Named-object pointing records

++++++++++++++++++++

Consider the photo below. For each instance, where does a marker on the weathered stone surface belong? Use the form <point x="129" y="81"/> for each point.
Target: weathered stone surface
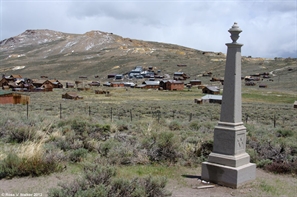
<point x="229" y="164"/>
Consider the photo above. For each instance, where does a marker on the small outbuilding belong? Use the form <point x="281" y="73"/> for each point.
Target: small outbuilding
<point x="172" y="85"/>
<point x="71" y="95"/>
<point x="211" y="99"/>
<point x="8" y="97"/>
<point x="151" y="84"/>
<point x="211" y="90"/>
<point x="195" y="82"/>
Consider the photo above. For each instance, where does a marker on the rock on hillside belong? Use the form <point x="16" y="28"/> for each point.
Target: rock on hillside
<point x="36" y="53"/>
<point x="64" y="55"/>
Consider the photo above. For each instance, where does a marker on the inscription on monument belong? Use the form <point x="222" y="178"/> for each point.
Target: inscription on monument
<point x="240" y="141"/>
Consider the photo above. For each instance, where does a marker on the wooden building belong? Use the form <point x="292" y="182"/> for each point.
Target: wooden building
<point x="71" y="95"/>
<point x="211" y="90"/>
<point x="172" y="85"/>
<point x="195" y="82"/>
<point x="8" y="97"/>
<point x="151" y="84"/>
<point x="117" y="84"/>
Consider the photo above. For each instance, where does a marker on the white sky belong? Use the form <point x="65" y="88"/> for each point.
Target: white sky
<point x="269" y="28"/>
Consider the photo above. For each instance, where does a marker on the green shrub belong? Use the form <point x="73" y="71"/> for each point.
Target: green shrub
<point x="281" y="168"/>
<point x="195" y="125"/>
<point x="284" y="133"/>
<point x="162" y="146"/>
<point x="101" y="181"/>
<point x="205" y="149"/>
<point x="21" y="134"/>
<point x="37" y="165"/>
<point x="174" y="126"/>
<point x="264" y="162"/>
<point x="77" y="155"/>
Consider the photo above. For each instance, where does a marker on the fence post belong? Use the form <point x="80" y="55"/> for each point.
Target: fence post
<point x="27" y="109"/>
<point x="274" y="121"/>
<point x="159" y="116"/>
<point x="190" y="119"/>
<point x="60" y="110"/>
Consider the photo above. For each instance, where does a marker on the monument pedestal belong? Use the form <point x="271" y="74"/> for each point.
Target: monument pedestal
<point x="229" y="164"/>
<point x="233" y="177"/>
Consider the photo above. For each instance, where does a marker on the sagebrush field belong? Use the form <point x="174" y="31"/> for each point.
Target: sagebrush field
<point x="109" y="139"/>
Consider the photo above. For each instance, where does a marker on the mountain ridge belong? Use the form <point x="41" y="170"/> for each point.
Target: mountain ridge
<point x="36" y="53"/>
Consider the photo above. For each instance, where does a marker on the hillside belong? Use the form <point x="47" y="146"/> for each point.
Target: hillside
<point x="95" y="53"/>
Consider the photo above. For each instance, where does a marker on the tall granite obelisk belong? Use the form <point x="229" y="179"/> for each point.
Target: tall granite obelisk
<point x="229" y="164"/>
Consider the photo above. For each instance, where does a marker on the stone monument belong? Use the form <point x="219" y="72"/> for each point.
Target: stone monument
<point x="229" y="164"/>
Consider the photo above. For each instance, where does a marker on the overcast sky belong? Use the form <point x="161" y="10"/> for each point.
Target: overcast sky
<point x="269" y="27"/>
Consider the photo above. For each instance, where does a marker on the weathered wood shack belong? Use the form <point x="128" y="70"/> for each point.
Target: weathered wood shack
<point x="8" y="97"/>
<point x="71" y="95"/>
<point x="211" y="90"/>
<point x="211" y="99"/>
<point x="117" y="84"/>
<point x="195" y="82"/>
<point x="151" y="84"/>
<point x="172" y="85"/>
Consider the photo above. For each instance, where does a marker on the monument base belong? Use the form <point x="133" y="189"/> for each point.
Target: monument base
<point x="233" y="177"/>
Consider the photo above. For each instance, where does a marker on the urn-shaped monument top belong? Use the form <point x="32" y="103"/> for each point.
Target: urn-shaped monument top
<point x="235" y="31"/>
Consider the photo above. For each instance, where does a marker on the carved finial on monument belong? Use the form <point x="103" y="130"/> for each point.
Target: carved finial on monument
<point x="235" y="31"/>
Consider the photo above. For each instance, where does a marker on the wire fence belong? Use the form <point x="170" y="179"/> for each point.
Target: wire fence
<point x="251" y="113"/>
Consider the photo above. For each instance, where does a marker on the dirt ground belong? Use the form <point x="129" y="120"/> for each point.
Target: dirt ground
<point x="187" y="186"/>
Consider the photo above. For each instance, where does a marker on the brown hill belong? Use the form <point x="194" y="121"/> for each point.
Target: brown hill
<point x="36" y="53"/>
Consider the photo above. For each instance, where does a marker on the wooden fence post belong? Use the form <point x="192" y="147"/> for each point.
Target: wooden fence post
<point x="60" y="111"/>
<point x="190" y="119"/>
<point x="274" y="121"/>
<point x="27" y="109"/>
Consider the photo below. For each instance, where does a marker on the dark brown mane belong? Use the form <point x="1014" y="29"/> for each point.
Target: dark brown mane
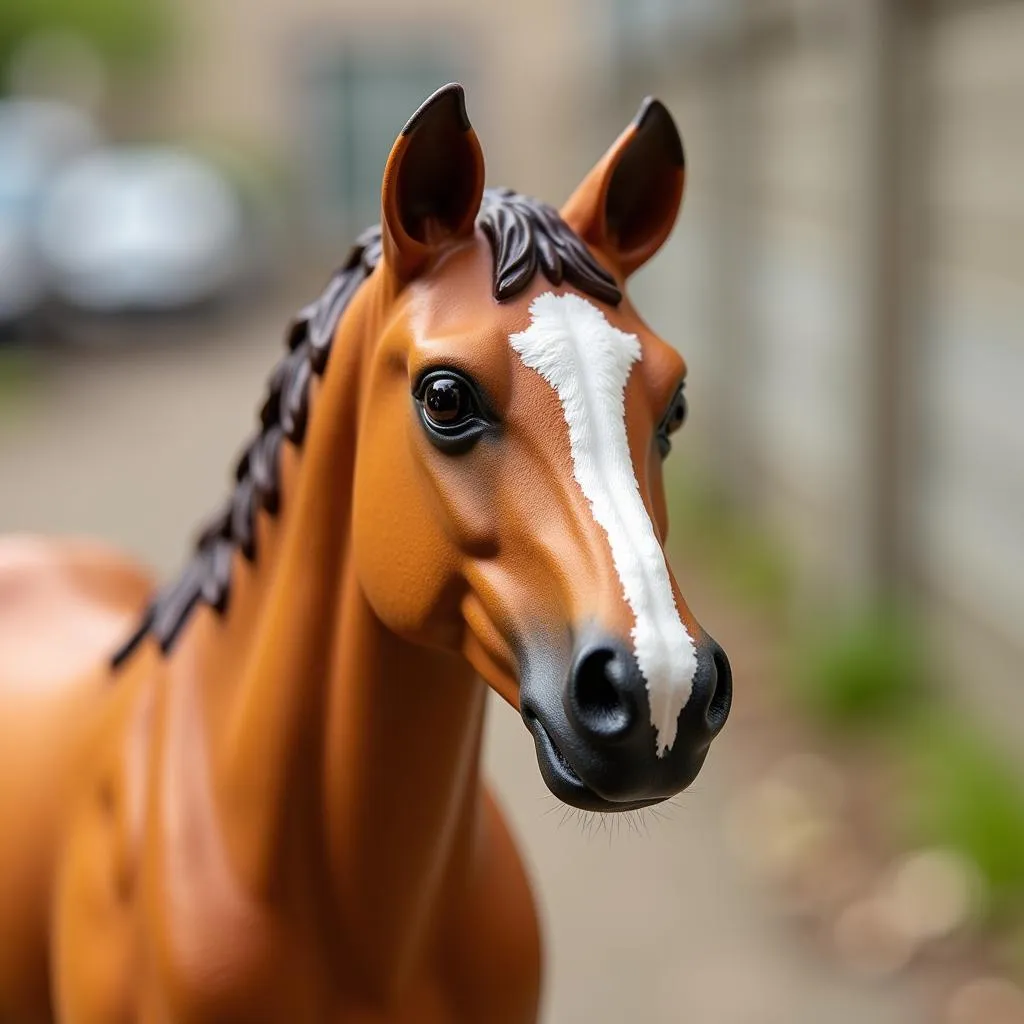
<point x="525" y="236"/>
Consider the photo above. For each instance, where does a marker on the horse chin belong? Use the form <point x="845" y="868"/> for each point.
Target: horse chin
<point x="562" y="779"/>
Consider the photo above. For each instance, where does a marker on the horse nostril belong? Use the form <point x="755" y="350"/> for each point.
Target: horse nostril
<point x="721" y="698"/>
<point x="599" y="697"/>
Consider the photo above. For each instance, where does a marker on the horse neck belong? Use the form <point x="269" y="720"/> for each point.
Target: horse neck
<point x="342" y="747"/>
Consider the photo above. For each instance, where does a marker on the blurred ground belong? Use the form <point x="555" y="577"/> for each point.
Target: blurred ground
<point x="648" y="921"/>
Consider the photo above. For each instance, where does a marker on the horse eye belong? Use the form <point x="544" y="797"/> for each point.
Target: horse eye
<point x="674" y="419"/>
<point x="677" y="414"/>
<point x="444" y="400"/>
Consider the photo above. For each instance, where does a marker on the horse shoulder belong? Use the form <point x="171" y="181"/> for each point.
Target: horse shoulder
<point x="496" y="941"/>
<point x="65" y="605"/>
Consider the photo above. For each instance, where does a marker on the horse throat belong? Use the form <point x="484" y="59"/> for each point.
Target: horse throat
<point x="343" y="749"/>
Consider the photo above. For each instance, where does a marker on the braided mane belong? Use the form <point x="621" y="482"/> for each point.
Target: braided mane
<point x="525" y="237"/>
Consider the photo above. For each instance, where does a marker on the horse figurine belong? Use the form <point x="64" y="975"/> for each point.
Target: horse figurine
<point x="255" y="795"/>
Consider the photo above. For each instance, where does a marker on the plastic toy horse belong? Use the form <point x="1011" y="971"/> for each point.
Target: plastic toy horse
<point x="266" y="805"/>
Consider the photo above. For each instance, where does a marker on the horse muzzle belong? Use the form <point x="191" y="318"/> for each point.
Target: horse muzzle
<point x="596" y="744"/>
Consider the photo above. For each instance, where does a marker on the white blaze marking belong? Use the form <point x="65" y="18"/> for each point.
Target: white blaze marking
<point x="588" y="361"/>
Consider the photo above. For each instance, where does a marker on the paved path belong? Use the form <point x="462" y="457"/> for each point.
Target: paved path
<point x="653" y="924"/>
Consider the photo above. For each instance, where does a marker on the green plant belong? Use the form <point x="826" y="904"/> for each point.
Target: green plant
<point x="865" y="671"/>
<point x="962" y="793"/>
<point x="127" y="32"/>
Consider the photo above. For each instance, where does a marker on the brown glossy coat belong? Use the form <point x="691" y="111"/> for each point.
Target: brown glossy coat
<point x="283" y="819"/>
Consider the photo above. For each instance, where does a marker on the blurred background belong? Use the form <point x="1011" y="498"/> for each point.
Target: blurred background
<point x="847" y="285"/>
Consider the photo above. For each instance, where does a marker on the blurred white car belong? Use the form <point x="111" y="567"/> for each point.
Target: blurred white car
<point x="37" y="139"/>
<point x="141" y="229"/>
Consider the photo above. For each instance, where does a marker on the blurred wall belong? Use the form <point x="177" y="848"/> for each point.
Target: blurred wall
<point x="848" y="284"/>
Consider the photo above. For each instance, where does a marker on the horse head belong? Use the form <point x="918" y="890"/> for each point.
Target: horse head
<point x="509" y="502"/>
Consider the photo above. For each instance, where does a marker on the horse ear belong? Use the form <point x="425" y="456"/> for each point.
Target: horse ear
<point x="433" y="183"/>
<point x="627" y="206"/>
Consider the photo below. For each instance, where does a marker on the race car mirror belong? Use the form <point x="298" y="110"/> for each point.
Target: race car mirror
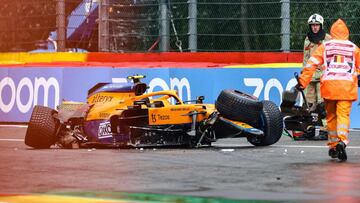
<point x="136" y="78"/>
<point x="200" y="99"/>
<point x="140" y="88"/>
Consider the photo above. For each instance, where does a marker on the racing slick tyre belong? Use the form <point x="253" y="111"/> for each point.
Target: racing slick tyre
<point x="41" y="131"/>
<point x="238" y="106"/>
<point x="271" y="123"/>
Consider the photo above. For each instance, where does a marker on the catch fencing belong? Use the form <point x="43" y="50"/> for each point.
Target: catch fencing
<point x="168" y="25"/>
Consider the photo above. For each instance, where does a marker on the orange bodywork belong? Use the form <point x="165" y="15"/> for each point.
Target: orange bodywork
<point x="173" y="110"/>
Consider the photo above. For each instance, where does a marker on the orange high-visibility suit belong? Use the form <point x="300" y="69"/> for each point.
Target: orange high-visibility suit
<point x="338" y="83"/>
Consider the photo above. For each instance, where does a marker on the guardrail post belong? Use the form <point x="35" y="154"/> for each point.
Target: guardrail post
<point x="103" y="25"/>
<point x="61" y="25"/>
<point x="192" y="25"/>
<point x="164" y="27"/>
<point x="285" y="25"/>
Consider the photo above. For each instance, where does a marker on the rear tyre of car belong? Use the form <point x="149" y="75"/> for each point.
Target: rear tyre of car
<point x="239" y="106"/>
<point x="271" y="123"/>
<point x="42" y="127"/>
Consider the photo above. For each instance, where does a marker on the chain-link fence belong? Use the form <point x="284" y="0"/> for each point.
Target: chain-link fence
<point x="27" y="24"/>
<point x="170" y="25"/>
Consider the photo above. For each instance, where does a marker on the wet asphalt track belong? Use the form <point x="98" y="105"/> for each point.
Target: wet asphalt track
<point x="297" y="171"/>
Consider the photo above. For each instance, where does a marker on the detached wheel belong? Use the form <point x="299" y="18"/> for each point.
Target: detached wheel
<point x="271" y="122"/>
<point x="239" y="106"/>
<point x="41" y="131"/>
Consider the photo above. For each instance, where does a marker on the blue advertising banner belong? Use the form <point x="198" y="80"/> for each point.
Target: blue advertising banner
<point x="22" y="88"/>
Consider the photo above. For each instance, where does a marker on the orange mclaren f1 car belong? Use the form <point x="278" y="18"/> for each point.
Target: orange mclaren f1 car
<point x="124" y="115"/>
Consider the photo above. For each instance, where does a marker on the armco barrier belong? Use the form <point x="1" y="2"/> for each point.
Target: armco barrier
<point x="22" y="88"/>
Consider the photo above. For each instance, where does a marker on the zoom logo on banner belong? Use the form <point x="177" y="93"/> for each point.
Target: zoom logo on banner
<point x="25" y="94"/>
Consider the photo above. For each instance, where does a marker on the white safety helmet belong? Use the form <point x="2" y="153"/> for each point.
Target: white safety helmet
<point x="316" y="19"/>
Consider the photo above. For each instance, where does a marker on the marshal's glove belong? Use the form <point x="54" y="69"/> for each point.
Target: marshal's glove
<point x="299" y="87"/>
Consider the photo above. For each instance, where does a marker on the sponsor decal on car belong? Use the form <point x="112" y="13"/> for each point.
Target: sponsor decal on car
<point x="104" y="130"/>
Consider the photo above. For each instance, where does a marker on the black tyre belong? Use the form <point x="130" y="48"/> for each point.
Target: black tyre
<point x="41" y="131"/>
<point x="238" y="106"/>
<point x="271" y="122"/>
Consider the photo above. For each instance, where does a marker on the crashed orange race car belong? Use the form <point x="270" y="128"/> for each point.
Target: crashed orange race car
<point x="123" y="115"/>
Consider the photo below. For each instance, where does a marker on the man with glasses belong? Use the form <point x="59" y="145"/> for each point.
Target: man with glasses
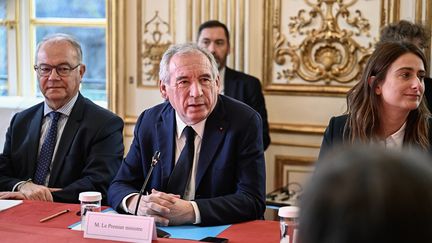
<point x="211" y="168"/>
<point x="66" y="144"/>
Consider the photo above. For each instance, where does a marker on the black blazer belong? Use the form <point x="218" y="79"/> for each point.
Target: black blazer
<point x="334" y="135"/>
<point x="247" y="89"/>
<point x="428" y="92"/>
<point x="230" y="179"/>
<point x="88" y="156"/>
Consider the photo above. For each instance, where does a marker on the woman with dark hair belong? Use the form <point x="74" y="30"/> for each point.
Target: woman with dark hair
<point x="368" y="195"/>
<point x="386" y="107"/>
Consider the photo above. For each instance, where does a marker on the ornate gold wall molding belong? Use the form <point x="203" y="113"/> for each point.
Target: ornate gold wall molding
<point x="156" y="33"/>
<point x="317" y="48"/>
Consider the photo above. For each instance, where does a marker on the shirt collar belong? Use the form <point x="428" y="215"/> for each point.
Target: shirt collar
<point x="65" y="110"/>
<point x="222" y="80"/>
<point x="198" y="127"/>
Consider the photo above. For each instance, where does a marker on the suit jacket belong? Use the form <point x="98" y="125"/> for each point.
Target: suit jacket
<point x="334" y="135"/>
<point x="247" y="89"/>
<point x="88" y="156"/>
<point x="428" y="92"/>
<point x="230" y="179"/>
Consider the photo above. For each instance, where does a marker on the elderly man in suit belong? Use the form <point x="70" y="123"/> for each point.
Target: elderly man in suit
<point x="66" y="144"/>
<point x="214" y="36"/>
<point x="211" y="168"/>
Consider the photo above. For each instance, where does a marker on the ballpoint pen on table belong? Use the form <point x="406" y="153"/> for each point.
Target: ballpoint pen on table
<point x="54" y="215"/>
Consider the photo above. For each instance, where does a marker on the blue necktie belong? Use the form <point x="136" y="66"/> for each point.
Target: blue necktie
<point x="47" y="150"/>
<point x="182" y="170"/>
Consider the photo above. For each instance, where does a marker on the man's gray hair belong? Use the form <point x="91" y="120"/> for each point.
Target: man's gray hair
<point x="186" y="48"/>
<point x="61" y="37"/>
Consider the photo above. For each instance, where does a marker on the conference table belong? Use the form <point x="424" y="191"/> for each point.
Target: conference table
<point x="21" y="224"/>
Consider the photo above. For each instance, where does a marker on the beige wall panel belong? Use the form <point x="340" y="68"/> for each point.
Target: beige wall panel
<point x="315" y="110"/>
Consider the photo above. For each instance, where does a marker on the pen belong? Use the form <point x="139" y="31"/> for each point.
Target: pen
<point x="54" y="215"/>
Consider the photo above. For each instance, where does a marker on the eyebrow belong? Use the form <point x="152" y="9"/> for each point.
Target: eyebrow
<point x="63" y="63"/>
<point x="206" y="75"/>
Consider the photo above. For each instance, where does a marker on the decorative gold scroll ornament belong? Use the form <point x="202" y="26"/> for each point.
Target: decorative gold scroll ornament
<point x="327" y="53"/>
<point x="155" y="47"/>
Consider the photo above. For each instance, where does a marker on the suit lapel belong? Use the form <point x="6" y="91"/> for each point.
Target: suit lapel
<point x="67" y="137"/>
<point x="230" y="85"/>
<point x="165" y="132"/>
<point x="34" y="139"/>
<point x="214" y="133"/>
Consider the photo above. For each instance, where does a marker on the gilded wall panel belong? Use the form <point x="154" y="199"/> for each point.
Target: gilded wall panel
<point x="320" y="46"/>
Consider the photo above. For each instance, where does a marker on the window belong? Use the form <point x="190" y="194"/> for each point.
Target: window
<point x="83" y="19"/>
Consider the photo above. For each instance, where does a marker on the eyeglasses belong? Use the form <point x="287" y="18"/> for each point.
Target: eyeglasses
<point x="186" y="84"/>
<point x="63" y="70"/>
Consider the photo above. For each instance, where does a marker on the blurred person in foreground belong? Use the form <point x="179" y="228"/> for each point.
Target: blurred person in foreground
<point x="415" y="33"/>
<point x="211" y="168"/>
<point x="368" y="194"/>
<point x="214" y="36"/>
<point x="386" y="107"/>
<point x="66" y="144"/>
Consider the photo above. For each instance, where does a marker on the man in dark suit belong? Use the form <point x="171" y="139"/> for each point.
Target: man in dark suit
<point x="66" y="144"/>
<point x="225" y="178"/>
<point x="214" y="36"/>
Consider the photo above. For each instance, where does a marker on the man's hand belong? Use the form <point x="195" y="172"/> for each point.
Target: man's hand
<point x="181" y="212"/>
<point x="36" y="192"/>
<point x="165" y="208"/>
<point x="12" y="195"/>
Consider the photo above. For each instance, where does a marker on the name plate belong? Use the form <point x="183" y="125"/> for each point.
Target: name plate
<point x="120" y="227"/>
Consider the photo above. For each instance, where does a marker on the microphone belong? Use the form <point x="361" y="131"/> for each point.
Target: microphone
<point x="155" y="160"/>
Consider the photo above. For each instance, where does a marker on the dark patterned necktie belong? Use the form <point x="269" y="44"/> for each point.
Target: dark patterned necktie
<point x="182" y="170"/>
<point x="47" y="150"/>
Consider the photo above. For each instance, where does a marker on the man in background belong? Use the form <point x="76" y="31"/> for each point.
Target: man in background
<point x="416" y="34"/>
<point x="214" y="36"/>
<point x="66" y="144"/>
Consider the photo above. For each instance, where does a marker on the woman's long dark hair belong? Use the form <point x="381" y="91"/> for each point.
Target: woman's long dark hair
<point x="363" y="121"/>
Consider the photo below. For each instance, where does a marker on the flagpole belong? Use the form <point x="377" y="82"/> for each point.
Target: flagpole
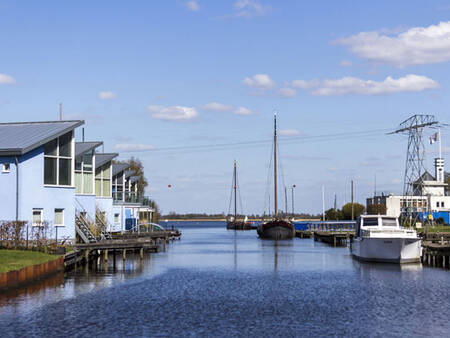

++++++++++++++++++++

Recast the part of the records that opens with the line containing "the man's hand" and runs through the end of the records as a Markdown table with the columns "Row" and "Line." Put one line per row with its row number, skip blank lines, and leave the pictures out.

| Row | Line |
|---|---|
| 1 | Consider the photo above. For each instance, where does a marker on the man's hand belong? Use the form <point x="195" y="172"/> for each point. |
| 2 | Target: man's hand |
| 3 | <point x="181" y="212"/> |
| 4 | <point x="36" y="192"/> |
| 5 | <point x="165" y="208"/> |
| 6 | <point x="12" y="195"/> |
| 7 | Consider the photo above. For each instance, where does a marker on the name plate belong? Use the form <point x="183" y="125"/> for each point. |
| 8 | Target: name plate |
| 9 | <point x="120" y="227"/> |
| 10 | Consider the photo above. For each instance, where does a marker on the microphone belong? Use the form <point x="361" y="131"/> for each point. |
| 11 | Target: microphone |
| 12 | <point x="155" y="160"/> |
| 13 | Consider the photo above. For each instance, where does a marker on the dark patterned necktie belong? Use the form <point x="269" y="44"/> for each point. |
| 14 | Target: dark patterned necktie |
| 15 | <point x="182" y="170"/> |
| 16 | <point x="47" y="150"/> |
| 17 | Consider the photo above. For each instance, where does a marker on the man in background belong? Use the form <point x="76" y="31"/> for each point. |
| 18 | Target: man in background |
| 19 | <point x="416" y="34"/> |
| 20 | <point x="214" y="36"/> |
| 21 | <point x="66" y="144"/> |
| 22 | Consider the photo above. For each instance, where does a marker on the woman's long dark hair belong? Use the form <point x="381" y="91"/> for each point. |
| 23 | Target: woman's long dark hair |
| 24 | <point x="363" y="121"/> |
| 25 | Consider the photo below. For each instance, where does a marker on the flagpole belong? Use the form <point x="377" y="82"/> for each point. |
| 26 | Target: flagpole |